• _出典抜粋_
━━━━━━━━━━━━━━━━

大学出て少しした頃か。
酒を覚えた。
大学時代も飲むには飲んでいたのだが、わざわざ1人で飲むほどではなく、仲間とワイワイやるための飲み物。
そんなところがあった。
大学を卒業して、単身北海道に渡り、いろいろあって半年後には単身埼玉へ。
その後も基本的に単身で地方各地を渡り歩く生活を繰り返す。
そんな中で、さまざまな楽しいことを開発していくのだが、そのうちの一つが酒。
愛知にいる頃に覚えたのが日本酒で、これは今に続く楽しみなのだが、今回はこの話ではない。
埼玉時代だから、あれは24、5の頃か。
少し背伸びしたいお年頃。
おしゃれなバーというものに行ってみたくなった。
音楽好きとしては音楽×バーみたいなところがよかった。

━━━━━━━━━━━━━━━━

• _目標_
(1) 酒の思い出の文章に出てくる都道府県名を、すべて挙げてください。
(2) 酒の思い出の文章について、次の問いに答えてください。
(a) 日本酒を覚えたのは、どこにいた頃ですか？
(b) 北海道に渡ってから半年後、単身でどこへ移りましたか？
(c) 埼玉時代は何歳の頃だとされていますか？
(3) 酒の思い出の文章の続きを、最後の文の後から書き進めてください。

━━━━━━━━━━━━━━━━

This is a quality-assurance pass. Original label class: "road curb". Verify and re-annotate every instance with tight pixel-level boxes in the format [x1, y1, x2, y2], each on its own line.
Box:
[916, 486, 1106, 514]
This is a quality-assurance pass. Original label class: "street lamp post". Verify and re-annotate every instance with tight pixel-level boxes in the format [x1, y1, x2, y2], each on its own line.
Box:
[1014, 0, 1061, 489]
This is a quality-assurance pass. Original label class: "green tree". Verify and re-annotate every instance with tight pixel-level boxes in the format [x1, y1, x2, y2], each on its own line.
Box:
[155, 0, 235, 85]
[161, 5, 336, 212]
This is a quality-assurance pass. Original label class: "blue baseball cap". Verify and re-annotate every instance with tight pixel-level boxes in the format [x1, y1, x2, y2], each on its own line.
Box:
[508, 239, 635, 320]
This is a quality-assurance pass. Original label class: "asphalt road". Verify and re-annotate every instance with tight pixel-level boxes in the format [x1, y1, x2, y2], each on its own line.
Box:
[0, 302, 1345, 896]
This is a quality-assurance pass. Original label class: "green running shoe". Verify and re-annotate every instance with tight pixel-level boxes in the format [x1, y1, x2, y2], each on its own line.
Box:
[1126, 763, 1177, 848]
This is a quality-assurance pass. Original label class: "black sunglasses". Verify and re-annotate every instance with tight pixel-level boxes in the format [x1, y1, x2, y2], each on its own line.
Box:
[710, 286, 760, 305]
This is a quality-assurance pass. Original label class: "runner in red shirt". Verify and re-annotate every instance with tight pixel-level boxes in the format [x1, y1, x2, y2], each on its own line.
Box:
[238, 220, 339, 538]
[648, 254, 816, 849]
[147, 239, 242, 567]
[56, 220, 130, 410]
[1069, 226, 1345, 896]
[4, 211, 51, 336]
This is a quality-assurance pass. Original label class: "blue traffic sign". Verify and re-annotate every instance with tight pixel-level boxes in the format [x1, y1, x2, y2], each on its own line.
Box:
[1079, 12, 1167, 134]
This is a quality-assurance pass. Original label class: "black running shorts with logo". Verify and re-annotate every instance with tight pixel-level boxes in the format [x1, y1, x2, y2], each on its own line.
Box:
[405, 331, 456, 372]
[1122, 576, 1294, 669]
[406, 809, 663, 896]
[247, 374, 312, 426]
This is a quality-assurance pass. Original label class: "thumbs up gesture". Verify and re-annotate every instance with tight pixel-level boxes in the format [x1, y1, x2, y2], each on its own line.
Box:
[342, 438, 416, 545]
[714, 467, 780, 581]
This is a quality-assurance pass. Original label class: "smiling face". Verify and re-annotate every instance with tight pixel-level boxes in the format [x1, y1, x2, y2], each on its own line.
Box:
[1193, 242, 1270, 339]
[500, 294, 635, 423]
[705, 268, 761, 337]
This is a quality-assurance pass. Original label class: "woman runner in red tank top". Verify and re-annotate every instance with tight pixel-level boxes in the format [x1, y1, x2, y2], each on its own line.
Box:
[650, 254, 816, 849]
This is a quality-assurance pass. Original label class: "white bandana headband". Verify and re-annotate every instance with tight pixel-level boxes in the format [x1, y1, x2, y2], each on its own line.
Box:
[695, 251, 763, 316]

━━━━━━━━━━━━━━━━

• _回答_
(1) 北海道、埼玉、愛知

(2)
(a) 愛知
(b) 埼玉
(c) 24、5の頃

(3)
当時東京にいた友人に相談してみると、ちょうど行ってみたいお店があるという。
そのバーは新宿にあった。
歌舞伎町に入る前の大通りに面した雑居ビル。
4階だったか5階だったか。
エレベータを降りると暗くてテーブルにキャンドルの灯った、別世界が待っていた。
窓際に大きなグランドピアノがデーンと構えていた。
このブランドピアノがバー用に作られていて、ピアノの周りをカウンタのようになっていた。
一目でこのお店が気に入ってしまった。
決まった時間になると、ピアノの演奏が始まる。
しっとりした空間に合わせて、あくまでバックミュージック的な演奏。
弾き手・歌い手は毎日違い、ピアノだけで聴かせる時もあれば歌をつけてくれることもあった。
ピアノ周りのカウンタでちょっと度数の高いお酒を舐めながら、
いい感じで酔った頭でスタンダードなナンバーを楽しむ。
至福。
慣れてくるとリクエストなんて技もできるようになる。
大好きなMy favorite thingsは何度も演奏してもらった。
アレンジが弾き手によって全く違うので、これがたまらない。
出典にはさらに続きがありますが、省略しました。